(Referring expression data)
+===+
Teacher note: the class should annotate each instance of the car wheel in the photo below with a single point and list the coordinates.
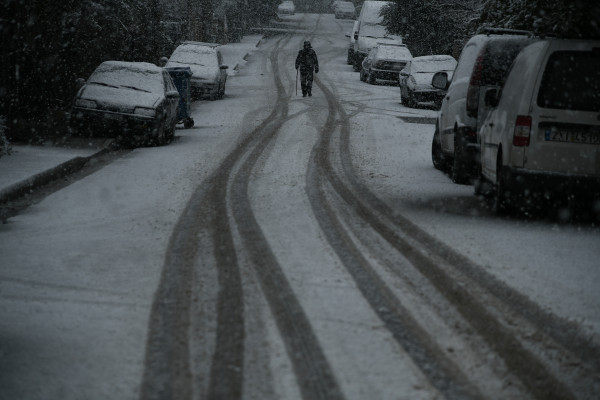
(460, 173)
(412, 99)
(371, 78)
(222, 94)
(501, 198)
(437, 156)
(188, 123)
(162, 135)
+===+
■ What you need to do:
Repeat the entries word for word and skip the pictures.

■ Task solution:
Teacher note: the class should annotate each instance of the car wheel in the photo below with a single point and list the coordinates.
(460, 173)
(412, 99)
(371, 78)
(222, 94)
(501, 198)
(437, 156)
(188, 123)
(162, 135)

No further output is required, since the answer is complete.